Autre coup de maître : la fausse bande-annonce. Ironisant sur la date de sortie du film aux Etats-Unis, le week-end de la Saint-Valentin, le studio a dévoilé un montage et une affiche présentant Deadpool comme un drame à l'eau de rose.

Que Deadpool câline les joueurs de Manchester United, qu'il vous propose de piéger vos amis sur les réseaux sociaux via son propre générateur de faux titres putassiers, ou qu'il organise un concours de beauté absurde pour son avant-première, il démontre à chaque fois sa maîtrise de ce qui fait (ou non) rire les internautes. En moins d'un an, cette stratégie s'est érigée en modèle. Imité par Captain America : Civil War et sa tentative ratée de parodier l'application Friends Day de Facebook.

Il nous flatte (en même temps qu'il nous trompe)

[Entrées de localisation d'objets dans les images]
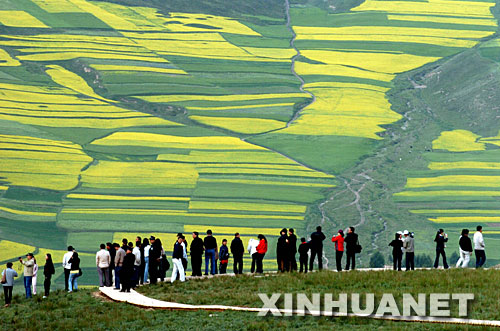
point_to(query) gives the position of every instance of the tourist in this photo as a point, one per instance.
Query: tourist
(252, 250)
(145, 246)
(303, 254)
(409, 248)
(8, 283)
(67, 266)
(282, 251)
(111, 272)
(102, 260)
(237, 250)
(223, 257)
(137, 263)
(339, 248)
(74, 272)
(154, 259)
(28, 273)
(196, 254)
(316, 245)
(351, 247)
(440, 239)
(210, 244)
(120, 255)
(34, 278)
(397, 252)
(465, 248)
(479, 247)
(261, 252)
(48, 271)
(292, 250)
(177, 255)
(127, 270)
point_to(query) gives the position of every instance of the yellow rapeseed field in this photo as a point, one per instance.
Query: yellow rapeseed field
(169, 141)
(458, 141)
(19, 19)
(454, 180)
(242, 125)
(247, 206)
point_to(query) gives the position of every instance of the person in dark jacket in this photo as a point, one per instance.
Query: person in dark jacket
(440, 239)
(210, 244)
(112, 253)
(397, 251)
(127, 270)
(154, 260)
(316, 245)
(303, 254)
(237, 250)
(223, 257)
(465, 245)
(292, 250)
(48, 271)
(74, 272)
(282, 251)
(351, 243)
(196, 254)
(177, 254)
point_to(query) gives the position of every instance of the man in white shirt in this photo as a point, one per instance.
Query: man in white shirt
(67, 266)
(103, 260)
(479, 247)
(137, 263)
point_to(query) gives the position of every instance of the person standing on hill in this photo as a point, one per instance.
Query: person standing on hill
(261, 252)
(465, 249)
(339, 248)
(28, 273)
(119, 257)
(74, 272)
(252, 250)
(67, 266)
(223, 257)
(441, 239)
(112, 254)
(351, 247)
(282, 251)
(397, 251)
(196, 254)
(48, 271)
(177, 255)
(237, 250)
(292, 250)
(8, 283)
(210, 244)
(102, 260)
(127, 270)
(479, 247)
(409, 248)
(303, 254)
(316, 245)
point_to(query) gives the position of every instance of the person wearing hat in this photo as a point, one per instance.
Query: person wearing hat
(409, 248)
(397, 251)
(67, 266)
(28, 273)
(339, 248)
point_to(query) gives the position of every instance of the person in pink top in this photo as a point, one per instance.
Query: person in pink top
(339, 248)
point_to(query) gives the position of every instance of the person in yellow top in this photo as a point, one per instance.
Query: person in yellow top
(28, 273)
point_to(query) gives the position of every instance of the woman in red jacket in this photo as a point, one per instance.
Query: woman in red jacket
(261, 251)
(339, 248)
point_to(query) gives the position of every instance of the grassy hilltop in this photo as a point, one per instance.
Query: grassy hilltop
(128, 117)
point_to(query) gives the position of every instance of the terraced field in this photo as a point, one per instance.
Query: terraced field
(121, 120)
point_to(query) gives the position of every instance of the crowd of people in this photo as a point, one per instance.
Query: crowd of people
(130, 264)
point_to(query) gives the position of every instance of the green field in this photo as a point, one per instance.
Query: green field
(125, 118)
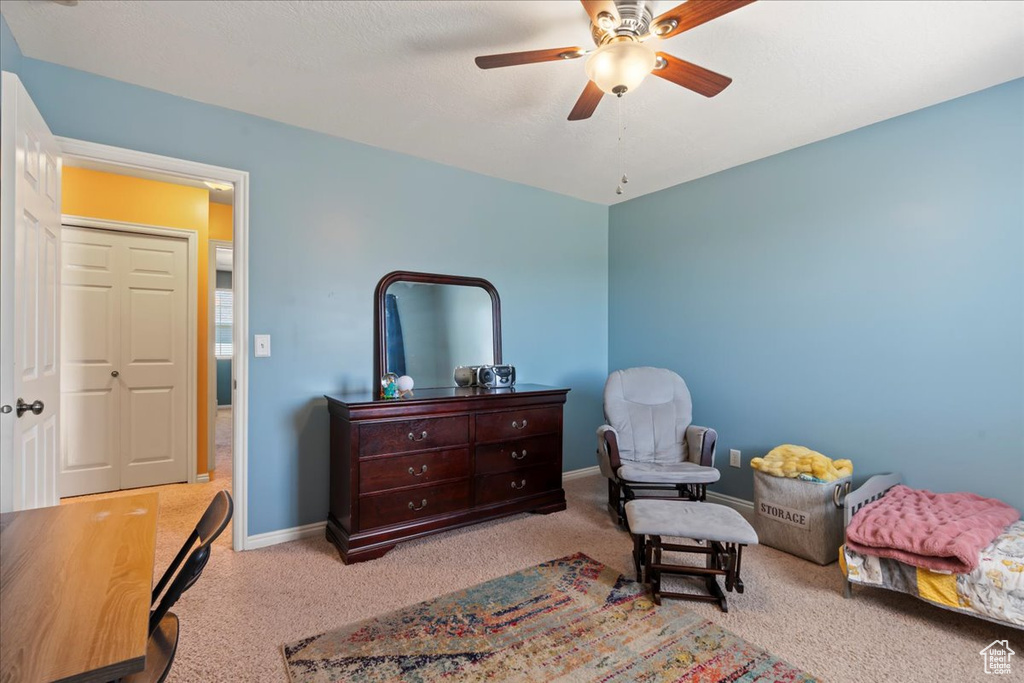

TÂCHES À RÉALISER.
#1 Renvoie l'extrait sur la promo de Deadpool en entier, sans rien y changer.
#2 Parmi les lignes, renvoie chacune de celles qui contiennent le mot "woman".

SOLUTIONS PROPOSÉES.
#1
Autre coup de maître : la fausse bande-annonce. Ironisant sur la date de sortie du film aux Etats-Unis, le week-end de la Saint-Valentin, le studio a dévoilé un montage et une affiche présentant Deadpool comme un drame à l'eau de rose.

Que Deadpool câline les joueurs de Manchester United, qu'il vous propose de piéger vos amis sur les réseaux sociaux via son propre générateur de faux titres putassiers, ou qu'il organise un concours de beauté absurde pour son avant-première, il démontre à chaque fois sa maîtrise de ce qui fait (ou non) rire les internautes. En moins d'un an, cette stratégie s'est érigée en modèle. Imité par Captain America : Civil War et sa tentative ratée de parodier l'application Friends Day de Facebook.

Il nous flatte (en même temps qu'il nous trompe)

#2
point_to(query) gives the position of every instance of the woman in red jacket in this photo as a point, one per instance.
Query: woman in red jacket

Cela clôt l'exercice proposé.